## ZU ERLEDIGEN
1. Wem lässt der Film laut der Kritik zum Alexander-Film die Ereignisse einem Schreiber diktieren?
2. Führe die Kritik zum Alexander-Film im Anschluss an ihren letzten Satz um einen Absatz weiter.

## LESETEXT
--- --- ---

Es wirkt schon lächerlich, wenn Alexander vor der großen Schlacht gegen die Perser bei Gaugamela seinen Soldaten zuruft, dass sie freie Männer sind und die Perser nur kämpfen, weil ihr König es ihnen befiehlt. Als diese gleichen freien Männer Jahre später, nicht weiter Krieg führen wollen, lässt er einige von ihnen hinrichten. So hat sich Oliver Stone in Widersprüche begeben, die er gar nicht auflösen konnte. Auf der einen Seite stehen die realen historischen Ereignisse, die er doch so authentisch wie möglich wiedergeben will, und auf der anderen Seite die Heroisierung Alexanders im Sinne einer aggressiven westlichen Außenpolitik und eines fehlgeleiteten modernen Orientbildes.
Erzähltechnisch und dramaturgisch ist der Film durchwachsen. Es ist Ptolemäus, ein Begleiter Alexanders, der nach seinen Tod das Diadochen Reich Ägypten begründen wird, der einem seiner Schreiber die Ereignisse von damals diktiert. So kommentiert Ptolemäus aus dem Off immer wieder die Handlung. Zum Schluss impliziert er, dass Alexander von seinen Freunden vergiftet wurde, sagt seinem Schreiber dann aber, er solle schreiben, Alexander starb am Fieber. Das ist mal ein schöner Versuch, Geschichte zu verfälschen. In der antiken Geschichte ist man ja stark abhängig von antiken Schreibern und viele dieser Schreiber waren alles andere als objektiv, so auch Ptolemäus. Dennoch ist es ziemlich gesichert, dass Alexander unspektakulär an Fieber starb. Der Film ist trotz seiner Länge durchsetzt von vielen Sprüngen, auch kommen Rückblenden vor. Das lässt den Film oft sehr zerstückelt wirken. Dennoch hat Stone es nicht geschafft, den Film lückenlos spannend zu halten. Vielleicht hätte er noch radikaler manches auslassen sollen. Einige Längen hat der Film auf jeden Fall.
Zwei große Schlachten bilden die Höhepunkte des Filmes. Die erste Schlacht bei Gaugamela gegen die Perser ist gewaltig groß. Leider führt die unruhige Kameraführung, sehr viel Staub und zu viele Nahaufnahmen zu einer Unübersichtlichkeit, die diese sicher teure Angelegenheit ziemlich verderben. Die zweite Schlacht gegen die Inder ist zwar kleiner gehalten, aber um einiges besser. Sie findet im Dschungel statt. Die Makedoner bauen ihre Phalanxen auf und warten. Schließlich fängt die Erde an zu beben und aus dem Dickicht tauchen ein Dutzend Elefanten auf, die durch die Reihen der Makedoner rennen. Die Schlacht scheint verloren zu gehen, doch Alexander reitet auf alleine auf einen der Elefanten zu und wird dabei verletzt, was seine Soldaten zu noch mal motiviert und den Schlachtverlauf wendet. Meines Wissens gab es noch keinen Film, der eine antike Schlacht mit Elefanten (lasse mich gerne eines besseren belehren) dargestellt hat. Auch wenn der Schlachtverlauf nicht den Tatsachen entspricht, hat Stone diese filmische Herausforderung gut gemeistert.

--- --- ---

Datensatzeinträge
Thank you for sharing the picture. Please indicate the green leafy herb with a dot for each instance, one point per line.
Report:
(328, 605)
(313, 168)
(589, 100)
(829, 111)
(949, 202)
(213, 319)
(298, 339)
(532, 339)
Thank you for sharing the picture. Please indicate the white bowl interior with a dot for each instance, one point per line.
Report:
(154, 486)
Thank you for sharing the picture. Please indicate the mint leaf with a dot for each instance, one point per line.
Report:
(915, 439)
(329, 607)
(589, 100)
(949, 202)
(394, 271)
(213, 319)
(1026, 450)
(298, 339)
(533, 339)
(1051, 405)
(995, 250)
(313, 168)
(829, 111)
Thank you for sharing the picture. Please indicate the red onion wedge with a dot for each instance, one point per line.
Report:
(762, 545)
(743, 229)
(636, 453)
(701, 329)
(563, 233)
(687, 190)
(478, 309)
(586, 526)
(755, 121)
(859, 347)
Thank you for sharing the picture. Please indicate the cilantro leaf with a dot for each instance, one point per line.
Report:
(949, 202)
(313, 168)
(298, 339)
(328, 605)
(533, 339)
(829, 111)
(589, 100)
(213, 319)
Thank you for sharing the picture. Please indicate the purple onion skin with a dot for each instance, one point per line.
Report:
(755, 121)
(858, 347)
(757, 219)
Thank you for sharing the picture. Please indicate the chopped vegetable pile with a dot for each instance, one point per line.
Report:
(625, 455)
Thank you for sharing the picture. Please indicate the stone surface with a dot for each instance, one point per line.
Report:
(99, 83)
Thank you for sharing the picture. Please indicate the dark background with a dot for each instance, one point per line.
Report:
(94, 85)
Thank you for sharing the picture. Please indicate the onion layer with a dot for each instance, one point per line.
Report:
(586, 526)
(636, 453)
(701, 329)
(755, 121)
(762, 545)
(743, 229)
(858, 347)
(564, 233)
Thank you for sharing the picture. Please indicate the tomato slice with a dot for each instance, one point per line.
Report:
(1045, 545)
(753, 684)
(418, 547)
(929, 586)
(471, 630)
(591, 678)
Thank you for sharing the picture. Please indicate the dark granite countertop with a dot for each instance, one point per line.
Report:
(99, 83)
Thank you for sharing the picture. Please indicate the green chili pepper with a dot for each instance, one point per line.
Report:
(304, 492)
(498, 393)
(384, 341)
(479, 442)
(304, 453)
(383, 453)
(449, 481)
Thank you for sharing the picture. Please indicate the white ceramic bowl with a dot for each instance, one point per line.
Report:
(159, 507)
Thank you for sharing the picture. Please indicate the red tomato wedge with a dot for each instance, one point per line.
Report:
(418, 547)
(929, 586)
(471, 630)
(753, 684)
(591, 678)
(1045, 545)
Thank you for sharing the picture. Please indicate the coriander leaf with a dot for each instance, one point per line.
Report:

--- --- ---

## ANTWORTEN JE AUFGABE
1. Ptolemäus, einem Begleiter Alexanders.

2.
Schließlich bleiben noch die Schauspieler. Keiner der Schauspieler macht seine Aufgabe besonders gut oder schlecht. Ob man Colin Farrell den Alexander abnimmt ist jedem selbst überlassen. Alexander war nach den Quellen ein Mensch mit schweren Sinnkrisen und einem unbändigen Willen, immer mehr zu erreichen. Zumindest die weichliche Seite nimmt man Farrell ohne Probleme ab. Eine grandiose Fehlbesetzung ist allerdings Alexanders Mutter. Angelina Jolie ist einfach noch nicht in dem Alter, die Mutter zu spielen. Besser wäre sie als Roxanne gewesen!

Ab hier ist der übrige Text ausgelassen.